++++ EXERCISE PASSAGE ++++

By Idrees Ali and David Alexander
WASHINGTON (Reuters) - Officials at a U.S. Army biodefense lab in Utah had multiple warning signs of safety issues but failed to take steps that could have averted the mistaken shipment of live anthrax to other labs, according to a military investigation report released on Friday.
While no single event or individual directly caused the shipment of live anthrax, a number of people, including the brigadier general who led the lab at Dugway Proving Ground, should be held accountable, the report said.
The lab at Dugway Proving Ground, an Army facility southwest of Salt Lake City, is responsible for neutralizing anthrax spores that are sent to other laboratories for medical research and investigation.
But for more than a decade, the lab used a technique that failed to fully neutralize the spores on many occasions, resulting in live spores of the deadly bacteria being sent to 192 labs in the United States and abroad, Defense Department officials reported last year.
The report concluded that senior leadership at the lab downplayed previous incidents and showed complacency.
"The leadership at (Dugway Proving Ground) did not comprehensively investigate these mishaps, address incidents as training/educational opportunities, or take disciplinary action against personnel," the report said.

++++ PROVIDED INFORMATION ++++

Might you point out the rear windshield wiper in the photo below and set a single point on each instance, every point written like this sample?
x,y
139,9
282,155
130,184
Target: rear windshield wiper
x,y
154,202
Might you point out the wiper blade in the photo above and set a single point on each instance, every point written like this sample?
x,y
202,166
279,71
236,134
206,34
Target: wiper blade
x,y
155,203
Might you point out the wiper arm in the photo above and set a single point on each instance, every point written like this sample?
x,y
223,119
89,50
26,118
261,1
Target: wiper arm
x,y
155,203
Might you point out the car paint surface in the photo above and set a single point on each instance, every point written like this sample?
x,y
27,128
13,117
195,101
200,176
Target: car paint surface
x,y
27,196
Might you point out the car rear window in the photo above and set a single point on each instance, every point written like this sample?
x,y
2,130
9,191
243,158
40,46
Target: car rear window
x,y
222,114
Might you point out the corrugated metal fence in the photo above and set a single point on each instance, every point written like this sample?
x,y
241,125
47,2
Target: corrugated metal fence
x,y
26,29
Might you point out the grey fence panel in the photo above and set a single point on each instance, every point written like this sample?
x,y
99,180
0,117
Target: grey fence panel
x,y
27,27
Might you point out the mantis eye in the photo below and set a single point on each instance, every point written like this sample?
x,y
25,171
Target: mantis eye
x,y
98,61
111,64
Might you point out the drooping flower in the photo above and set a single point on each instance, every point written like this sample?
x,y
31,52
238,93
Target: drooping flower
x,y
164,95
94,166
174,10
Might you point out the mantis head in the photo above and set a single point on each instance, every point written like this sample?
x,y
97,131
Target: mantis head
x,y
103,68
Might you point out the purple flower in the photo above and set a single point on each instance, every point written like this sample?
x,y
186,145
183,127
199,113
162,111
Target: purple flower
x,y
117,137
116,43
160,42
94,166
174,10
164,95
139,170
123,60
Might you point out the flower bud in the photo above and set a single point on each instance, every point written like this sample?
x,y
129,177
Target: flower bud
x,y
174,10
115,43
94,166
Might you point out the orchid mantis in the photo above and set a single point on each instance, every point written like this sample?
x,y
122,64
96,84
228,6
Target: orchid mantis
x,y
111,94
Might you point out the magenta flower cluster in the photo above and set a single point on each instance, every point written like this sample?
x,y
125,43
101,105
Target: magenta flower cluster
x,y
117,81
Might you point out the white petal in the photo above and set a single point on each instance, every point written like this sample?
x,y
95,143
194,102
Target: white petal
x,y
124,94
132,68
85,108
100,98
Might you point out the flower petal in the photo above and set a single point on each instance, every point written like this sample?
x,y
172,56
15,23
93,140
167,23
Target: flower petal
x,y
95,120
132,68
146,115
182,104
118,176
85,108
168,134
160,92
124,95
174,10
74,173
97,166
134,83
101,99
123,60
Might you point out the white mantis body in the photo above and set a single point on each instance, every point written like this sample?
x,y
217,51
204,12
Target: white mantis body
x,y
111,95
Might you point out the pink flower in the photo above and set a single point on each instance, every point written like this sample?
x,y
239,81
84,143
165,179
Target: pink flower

++++

ACTION ITEM.
Answer these questions from the article about the Dugway anthrax shipments:
1. Where is Dugway Proving Ground located relative to Salt Lake City?
2. How many labs were sent live anthrax spores?
3. Which leader of the lab does the investigation report name among those who should be held accountable?

SOLUTION FOR THIS TASK.
1. Southwest of Salt Lake City.
2. 192 labs in the United States and abroad.
3. The brigadier general who led the lab at Dugway Proving Ground.